**Work order:** Could you output every record again, exactly as given?

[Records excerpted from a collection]
┄┄┄┄┄┄┄┄┄┄┄┄┄┄┄┄┄┄┄┄
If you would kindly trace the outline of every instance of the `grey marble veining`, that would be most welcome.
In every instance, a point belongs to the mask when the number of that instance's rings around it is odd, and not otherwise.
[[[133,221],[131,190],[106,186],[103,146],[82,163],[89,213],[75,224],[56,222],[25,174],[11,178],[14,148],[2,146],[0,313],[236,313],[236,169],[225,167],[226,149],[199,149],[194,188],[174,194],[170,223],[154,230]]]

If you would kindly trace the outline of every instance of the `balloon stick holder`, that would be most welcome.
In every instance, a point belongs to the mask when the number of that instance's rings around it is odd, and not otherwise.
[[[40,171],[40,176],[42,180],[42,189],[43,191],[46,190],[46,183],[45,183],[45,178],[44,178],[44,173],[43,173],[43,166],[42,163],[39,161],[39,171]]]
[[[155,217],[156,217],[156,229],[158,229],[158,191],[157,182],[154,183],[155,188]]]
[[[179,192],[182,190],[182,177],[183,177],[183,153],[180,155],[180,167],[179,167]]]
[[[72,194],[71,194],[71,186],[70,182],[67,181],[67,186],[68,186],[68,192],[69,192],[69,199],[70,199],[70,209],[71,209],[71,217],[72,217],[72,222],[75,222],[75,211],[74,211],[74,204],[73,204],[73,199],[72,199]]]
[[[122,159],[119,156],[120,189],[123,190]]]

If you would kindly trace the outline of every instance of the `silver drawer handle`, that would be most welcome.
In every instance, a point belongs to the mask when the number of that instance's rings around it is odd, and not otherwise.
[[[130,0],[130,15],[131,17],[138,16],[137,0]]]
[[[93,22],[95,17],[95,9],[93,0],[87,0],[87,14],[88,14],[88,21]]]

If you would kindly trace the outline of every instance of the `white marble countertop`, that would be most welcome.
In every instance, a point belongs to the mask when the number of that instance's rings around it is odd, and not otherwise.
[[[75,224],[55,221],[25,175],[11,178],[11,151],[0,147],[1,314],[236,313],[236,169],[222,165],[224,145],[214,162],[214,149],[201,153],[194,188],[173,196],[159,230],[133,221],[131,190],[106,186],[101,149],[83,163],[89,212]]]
┄┄┄┄┄┄┄┄┄┄┄┄┄┄┄┄┄┄┄┄
**Solution below:**
If you would kindly trace the outline of every instance of the `grey marble veining`, that would be most welcome.
In every instance, a point belongs to the mask when the number of that instance's rings around it is odd, and not otherwise.
[[[133,221],[131,190],[106,186],[103,146],[82,163],[89,213],[75,224],[56,222],[25,174],[11,178],[14,148],[2,146],[0,313],[236,313],[236,169],[225,167],[226,149],[199,149],[194,188],[174,194],[170,223],[154,230]]]

If you would kindly trace the outline of every instance of the `balloon stick holder`, that would be most welcome.
In every instance, a point belongs to the mask when the number of that instance's rings around it is odd, and not otherwise.
[[[40,171],[40,176],[42,180],[42,189],[43,191],[46,190],[46,183],[45,183],[45,178],[44,178],[44,173],[43,173],[43,166],[42,163],[39,161],[39,171]]]
[[[155,217],[156,217],[156,229],[158,229],[158,191],[157,182],[154,183],[155,188]]]
[[[179,192],[182,190],[182,177],[183,177],[183,153],[180,155],[180,167],[179,167]]]
[[[72,194],[71,194],[71,186],[70,182],[67,181],[67,186],[68,186],[68,192],[69,192],[69,199],[70,199],[70,209],[71,209],[71,217],[72,217],[72,222],[75,222],[75,211],[74,211],[74,204],[73,204],[73,199],[72,199]]]
[[[122,159],[119,156],[120,189],[123,190]]]

If you would kindly trace the outline of every instance of the `silver drawer handle`, that would be most welcome.
In every instance, a point belongs to the mask when the number of that instance's rings around it is odd, and not otherwise.
[[[130,0],[130,15],[131,17],[138,16],[137,0]]]
[[[93,22],[95,17],[95,9],[93,0],[87,0],[87,14],[88,14],[88,21]]]

If you would kindly trace the outline of every instance of the `white marble countertop`, that would be most welcome.
In every instance, a point belongs to the mask when the number of that instance's rings around it is odd, and not otherwise.
[[[75,224],[55,221],[25,175],[11,178],[11,151],[0,147],[1,314],[236,313],[236,169],[222,165],[224,145],[214,162],[214,149],[201,153],[194,188],[173,196],[159,230],[133,221],[131,190],[106,186],[101,149],[83,163],[89,212]]]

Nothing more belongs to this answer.